» **WHAT IS ASKED**:
Copy out all of the data exactly as it appears.

» **DATA FOR THE TASK**:
--- Begin ---
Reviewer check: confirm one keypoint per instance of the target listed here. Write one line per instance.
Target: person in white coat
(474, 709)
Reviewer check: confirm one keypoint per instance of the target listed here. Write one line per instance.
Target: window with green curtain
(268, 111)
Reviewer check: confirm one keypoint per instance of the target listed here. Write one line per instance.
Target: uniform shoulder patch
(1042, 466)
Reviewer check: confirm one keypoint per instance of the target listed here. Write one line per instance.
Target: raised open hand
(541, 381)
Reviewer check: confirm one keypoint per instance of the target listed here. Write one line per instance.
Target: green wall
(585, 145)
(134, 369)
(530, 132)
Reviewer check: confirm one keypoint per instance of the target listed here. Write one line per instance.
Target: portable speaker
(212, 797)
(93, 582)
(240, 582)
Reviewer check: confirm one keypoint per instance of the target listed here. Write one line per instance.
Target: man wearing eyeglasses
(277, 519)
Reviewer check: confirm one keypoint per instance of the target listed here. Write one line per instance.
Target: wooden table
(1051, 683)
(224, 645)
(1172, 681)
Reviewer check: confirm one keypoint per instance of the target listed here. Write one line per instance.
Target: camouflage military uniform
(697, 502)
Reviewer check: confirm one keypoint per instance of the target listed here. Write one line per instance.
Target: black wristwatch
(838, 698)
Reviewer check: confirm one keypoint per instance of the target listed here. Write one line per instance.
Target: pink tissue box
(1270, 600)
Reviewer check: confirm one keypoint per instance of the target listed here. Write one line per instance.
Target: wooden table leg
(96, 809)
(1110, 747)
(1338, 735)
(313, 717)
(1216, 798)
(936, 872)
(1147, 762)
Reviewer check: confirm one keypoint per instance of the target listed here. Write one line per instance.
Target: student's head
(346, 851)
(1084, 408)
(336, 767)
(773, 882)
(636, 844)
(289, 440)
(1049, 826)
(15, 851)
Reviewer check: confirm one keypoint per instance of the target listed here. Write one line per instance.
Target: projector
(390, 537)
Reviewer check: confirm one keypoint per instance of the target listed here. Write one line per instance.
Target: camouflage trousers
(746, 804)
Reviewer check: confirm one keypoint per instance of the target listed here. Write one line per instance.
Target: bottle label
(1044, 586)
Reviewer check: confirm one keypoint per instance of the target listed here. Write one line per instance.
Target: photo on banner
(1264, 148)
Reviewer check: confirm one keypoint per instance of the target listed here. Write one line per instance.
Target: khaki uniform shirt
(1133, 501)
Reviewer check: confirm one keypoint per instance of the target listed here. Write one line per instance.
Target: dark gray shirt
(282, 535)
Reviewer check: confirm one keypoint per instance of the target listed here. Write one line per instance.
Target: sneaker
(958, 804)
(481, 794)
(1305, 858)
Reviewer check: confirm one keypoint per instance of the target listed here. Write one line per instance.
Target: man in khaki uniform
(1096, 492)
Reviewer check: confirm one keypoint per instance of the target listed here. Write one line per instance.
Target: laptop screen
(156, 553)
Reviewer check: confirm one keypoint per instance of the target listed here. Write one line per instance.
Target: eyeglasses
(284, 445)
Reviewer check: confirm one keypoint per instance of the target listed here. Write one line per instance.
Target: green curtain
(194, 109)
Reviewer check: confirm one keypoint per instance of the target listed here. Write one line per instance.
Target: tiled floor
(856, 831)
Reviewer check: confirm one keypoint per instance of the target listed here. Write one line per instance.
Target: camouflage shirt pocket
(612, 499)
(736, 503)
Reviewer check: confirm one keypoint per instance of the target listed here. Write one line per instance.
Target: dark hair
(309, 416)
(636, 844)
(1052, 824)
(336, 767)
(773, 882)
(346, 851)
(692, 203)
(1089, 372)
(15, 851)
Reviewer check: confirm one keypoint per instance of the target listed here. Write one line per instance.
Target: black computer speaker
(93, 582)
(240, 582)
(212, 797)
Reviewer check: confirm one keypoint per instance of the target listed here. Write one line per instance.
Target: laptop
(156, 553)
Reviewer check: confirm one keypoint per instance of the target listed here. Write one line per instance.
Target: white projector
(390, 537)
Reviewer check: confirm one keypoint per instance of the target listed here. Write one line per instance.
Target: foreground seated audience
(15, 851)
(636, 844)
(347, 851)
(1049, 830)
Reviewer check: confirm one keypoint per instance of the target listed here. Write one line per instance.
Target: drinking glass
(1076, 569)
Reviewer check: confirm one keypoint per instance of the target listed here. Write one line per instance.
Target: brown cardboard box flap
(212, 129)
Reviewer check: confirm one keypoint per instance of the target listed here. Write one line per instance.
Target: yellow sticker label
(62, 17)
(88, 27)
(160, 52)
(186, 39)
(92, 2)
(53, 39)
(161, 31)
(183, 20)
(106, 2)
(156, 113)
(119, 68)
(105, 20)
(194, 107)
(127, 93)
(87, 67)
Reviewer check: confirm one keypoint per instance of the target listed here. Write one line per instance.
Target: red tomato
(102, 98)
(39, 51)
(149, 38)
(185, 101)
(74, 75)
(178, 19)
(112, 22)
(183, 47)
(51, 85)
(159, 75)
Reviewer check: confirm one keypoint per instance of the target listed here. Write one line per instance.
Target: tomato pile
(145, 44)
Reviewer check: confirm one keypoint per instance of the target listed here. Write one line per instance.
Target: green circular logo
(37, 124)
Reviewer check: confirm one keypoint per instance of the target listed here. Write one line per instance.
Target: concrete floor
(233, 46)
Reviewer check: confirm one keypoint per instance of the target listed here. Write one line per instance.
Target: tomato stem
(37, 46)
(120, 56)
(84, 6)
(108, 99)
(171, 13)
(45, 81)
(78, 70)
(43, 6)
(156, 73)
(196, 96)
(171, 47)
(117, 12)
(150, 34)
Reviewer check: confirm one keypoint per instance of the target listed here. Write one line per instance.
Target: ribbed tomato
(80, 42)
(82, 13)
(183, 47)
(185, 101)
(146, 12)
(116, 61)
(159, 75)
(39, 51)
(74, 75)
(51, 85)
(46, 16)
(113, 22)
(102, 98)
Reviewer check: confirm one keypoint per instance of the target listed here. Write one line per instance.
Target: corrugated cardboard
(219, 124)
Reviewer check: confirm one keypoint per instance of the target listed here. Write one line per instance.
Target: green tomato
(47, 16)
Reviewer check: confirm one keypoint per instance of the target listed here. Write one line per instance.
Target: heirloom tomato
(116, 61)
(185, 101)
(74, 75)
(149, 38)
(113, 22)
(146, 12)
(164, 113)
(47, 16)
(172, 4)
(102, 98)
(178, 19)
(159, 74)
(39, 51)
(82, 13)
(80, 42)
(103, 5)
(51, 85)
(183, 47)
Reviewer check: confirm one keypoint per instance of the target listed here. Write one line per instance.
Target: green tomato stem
--- End ---
» **EXERCISE ANSWER**:
Reviewer check: confirm one keypoint per instance of the target listed here. Write one line per instance.
Target: person in white coat
(474, 709)
Reviewer check: confirm one keypoint per instance of the target listed here. Write one line per instance.
Target: window with green curtain
(268, 111)
Reviewer check: confirm one keypoint per instance of the target listed here. Write one line per instance.
Target: uniform shoulder patch
(1042, 466)
Reviewer check: confirm one keypoint per instance of the target listed here. Write one line per instance.
Target: raised open hand
(541, 381)
Reviewer check: confirm one keypoint per instance of the target listed here. Write one line per instance.
Target: green wall
(585, 145)
(134, 369)
(530, 132)
Reviewer check: confirm one keypoint per instance of the target listed here. Write one line per instance.
Target: portable speaker
(212, 797)
(93, 582)
(240, 582)
Reviewer check: confirm one keypoint per instance of the target listed here. Write one line per instance.
Target: man wearing eyeglasses
(277, 519)
Reviewer check: confirm one keypoint per instance of the target listed here. Write one line per instance.
Target: wooden table
(1051, 683)
(224, 645)
(1172, 681)
Reviewer check: confirm one keypoint per instance of the target listed here. Write one line per instance.
Target: camouflage military uniform
(697, 502)
Reviewer check: confirm one keypoint per instance of the target listed here. Write one line per instance.
Target: black wristwatch
(838, 698)
Reviewer check: confirm one keypoint per instance of the target listed here. Write one line per instance.
Target: pink tissue box
(1270, 600)
Reviewer check: confirm one keypoint per instance of the target listed here. Write one line per instance.
Target: wooden table leg
(96, 809)
(1110, 747)
(1338, 735)
(313, 717)
(1216, 798)
(936, 872)
(1147, 762)
Reviewer check: confirm one keypoint per instance of the target listed here. Write one line per instance.
Target: student's head
(346, 851)
(1084, 408)
(336, 767)
(773, 882)
(636, 844)
(289, 440)
(1049, 826)
(15, 851)
Reviewer check: confirm one keypoint per instance of the target listed here. Write one line per instance.
Target: projector
(390, 537)
Reviewer check: confirm one keypoint per instance of the target listed here. Write one line per instance.
Target: camouflage trousers
(746, 804)
Reviewer check: confirm one keypoint per instance of the target listed here. Write one line per instance.
Target: bottle label
(1044, 586)
Reviewer check: confirm one keypoint per instance of the target listed here. Write one line per instance.
Target: photo on banner
(1264, 148)
Reviewer check: confirm one keypoint per instance of the target listed here. Write one line per instance.
Target: khaki uniform shirt
(1133, 501)
Reviewer check: confirm one keypoint per instance of the target listed here. Write one line per instance.
Target: dark gray shirt
(282, 535)
Reviewer check: confirm one keypoint per instance of the target listed here. Write one line per instance.
Target: sneaker
(958, 804)
(481, 794)
(1305, 858)
Reviewer check: confirm one keypoint per instance of the target listed here. Write one line per instance.
Target: man in khaki uniform
(1096, 492)
Reviewer check: confirm one keypoint per instance of the target listed here. Write one line per instance.
Target: laptop screen
(156, 553)
Reviewer check: confirm one keypoint per instance of the target listed here. Write one line per instance.
Target: eyeglasses
(284, 445)
Reviewer check: confirm one keypoint per instance of the target listed here. Write one line per instance.
Target: green curtain
(194, 109)
Reviewer check: confirm one keypoint per instance of the target listed here. Write one line per instance.
Target: tiled floor
(856, 831)
Reviewer check: confirm one keypoint per instance of the target listed here. Write one line per instance.
Target: camouflage shirt pocket
(612, 499)
(736, 503)
Reviewer check: confirm one keypoint per instance of the target listed here. Write one line per instance.
Target: dark hair
(309, 416)
(636, 844)
(1052, 824)
(336, 767)
(773, 882)
(346, 851)
(692, 203)
(1089, 372)
(15, 851)
Reviewer check: confirm one keypoint per instance of the target listed here. Write one line per instance.
Target: black computer speaker
(93, 582)
(240, 582)
(212, 797)
Reviewer check: confirm one keypoint per instance of the target listed here. Write one line per instance.
Target: laptop
(156, 553)
Reviewer check: confirm one keypoint per instance of the target listed here. Write one line per instance.
Target: white projector
(390, 537)
Reviewer check: confirm one keypoint per instance of the target listed here. Write one line per instance.
Target: foreground seated audience
(15, 851)
(636, 844)
(347, 851)
(1049, 830)
Reviewer check: confirm one keypoint per instance of the target listed here. Write one line per instance.
Target: drinking glass
(1076, 569)
Reviewer check: confirm one keypoint per instance of the target listed here. Write one line per instance.
Target: brown cardboard box flap
(212, 129)
Reviewer check: confirm one keypoint per instance of the target listed here. Write one line per instance.
Target: yellow sticker label
(62, 17)
(88, 27)
(160, 52)
(186, 39)
(92, 2)
(53, 39)
(161, 31)
(183, 20)
(106, 2)
(156, 113)
(119, 68)
(105, 20)
(194, 107)
(127, 93)
(87, 67)
Reviewer check: confirm one keypoint per instance of the target listed here. Write one line per instance.
Target: red tomato
(102, 98)
(39, 51)
(149, 38)
(185, 101)
(74, 75)
(178, 19)
(112, 22)
(183, 47)
(51, 85)
(159, 75)
Reviewer check: confirm one keypoint per instance of the target listed here. Write one line per instance.
Target: tomato pile
(145, 44)
Reviewer check: confirm one keypoint per instance of the target listed here. Write one line per instance.
Target: green circular logo
(37, 124)
Reviewer check: confirm one keypoint per instance of the target listed here. Write one line per instance.
Target: concrete floor
(233, 46)
Reviewer check: confirm one keypoint per instance of the target listed here. Write one line per instance.
Target: tomato stem
(37, 46)
(120, 56)
(84, 6)
(108, 99)
(171, 13)
(45, 81)
(78, 70)
(43, 6)
(156, 73)
(196, 96)
(171, 47)
(117, 12)
(150, 34)
Reviewer check: confirm one keypoint per instance of the target listed here. Write one line per instance.
Target: ribbed tomato
(80, 42)
(82, 13)
(183, 47)
(185, 101)
(146, 12)
(116, 61)
(159, 75)
(39, 51)
(74, 75)
(51, 85)
(46, 16)
(113, 22)
(102, 98)
Reviewer check: confirm one keypoint per instance of the target listed here. Write one line per instance.
Target: corrugated cardboard
(219, 124)
Reviewer check: confirm one keypoint per instance of the target listed here. Write one line per instance.
Target: green tomato
(47, 16)
Reviewer check: confirm one keypoint per instance of the target listed here. Write one line per instance.
Target: heirloom tomato
(116, 61)
(185, 101)
(74, 75)
(149, 38)
(113, 22)
(146, 12)
(164, 113)
(47, 16)
(172, 4)
(102, 98)
(178, 19)
(159, 74)
(39, 51)
(82, 13)
(80, 42)
(103, 5)
(51, 85)
(183, 47)
Reviewer check: confirm one keypoint per instance of the target listed here. Write one line per instance.
Target: green tomato stem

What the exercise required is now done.